→ Directions: In the listing below, please print the line that contains "Identify every instance of the handrail" and every line that follows it, exactly.

___ Data to process

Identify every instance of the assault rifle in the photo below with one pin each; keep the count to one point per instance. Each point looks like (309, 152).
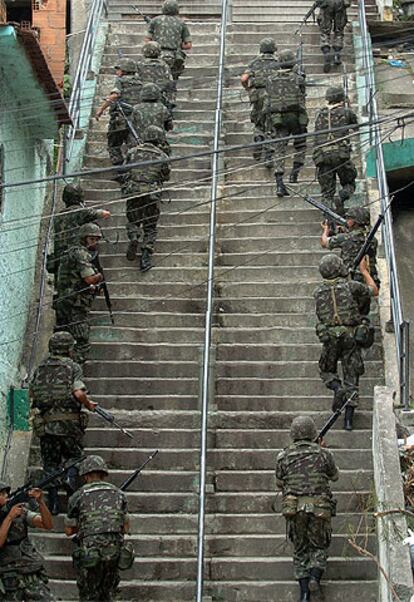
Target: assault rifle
(21, 495)
(331, 421)
(111, 419)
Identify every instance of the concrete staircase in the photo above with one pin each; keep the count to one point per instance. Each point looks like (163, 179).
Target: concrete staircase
(146, 369)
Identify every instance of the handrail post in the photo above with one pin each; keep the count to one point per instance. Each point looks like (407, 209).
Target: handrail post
(205, 389)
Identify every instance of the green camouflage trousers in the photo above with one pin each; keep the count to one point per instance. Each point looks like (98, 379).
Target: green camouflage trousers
(15, 587)
(311, 537)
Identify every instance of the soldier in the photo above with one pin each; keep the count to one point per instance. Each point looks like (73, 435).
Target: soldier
(332, 152)
(285, 105)
(77, 284)
(97, 515)
(153, 69)
(68, 221)
(143, 210)
(22, 573)
(57, 394)
(173, 35)
(254, 80)
(303, 472)
(342, 308)
(150, 111)
(332, 17)
(127, 90)
(352, 241)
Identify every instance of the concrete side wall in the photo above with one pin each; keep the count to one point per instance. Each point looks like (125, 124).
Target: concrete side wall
(22, 207)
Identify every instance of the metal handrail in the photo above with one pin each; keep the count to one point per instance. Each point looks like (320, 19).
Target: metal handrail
(84, 62)
(401, 326)
(205, 384)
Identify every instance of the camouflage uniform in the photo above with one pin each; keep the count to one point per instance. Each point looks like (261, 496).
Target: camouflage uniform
(286, 93)
(303, 472)
(153, 69)
(128, 87)
(99, 511)
(258, 71)
(22, 574)
(332, 152)
(352, 241)
(342, 307)
(143, 210)
(58, 420)
(74, 296)
(170, 32)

______

→ Response to the exercise:
Identify every instance of the handrail post in the photo above with one pin each; keep the count to one point per instance. Each point looks like (407, 209).
Target: handrail post
(205, 389)
Identify every instance of the green camouflage trousers in the photo above with one pin each; keep the count to one point per instance. Each point looks like (98, 379).
Target: green camouflage trousers
(15, 587)
(311, 537)
Identify every instance of the soldier in the photo above with one pin each; keep the count to one point per instance. Each point looks like (73, 435).
Target: soldier
(332, 152)
(285, 105)
(77, 284)
(97, 515)
(153, 69)
(68, 221)
(143, 210)
(22, 573)
(57, 394)
(173, 35)
(254, 80)
(303, 472)
(342, 308)
(150, 111)
(332, 17)
(127, 90)
(352, 241)
Identify every instance of the concrete side wall in the photo above with one pin each; keep the count to one point per instance. Each point looks like (125, 124).
Target: concrete side wall
(22, 207)
Identify every instance of the metal handrail in the photo above with one pin each; keep the count to one point per instance. Each point looks like (320, 19).
Target: metal handrail
(84, 62)
(401, 326)
(205, 384)
Identify every instance of the camouflage uniform in the photo above with one pin each; keep the count to one point per instance. Each point looks like (261, 496).
Target: camouflage uniform
(286, 93)
(303, 472)
(153, 69)
(128, 87)
(99, 511)
(258, 71)
(22, 574)
(332, 152)
(352, 241)
(342, 307)
(143, 210)
(58, 420)
(74, 296)
(170, 32)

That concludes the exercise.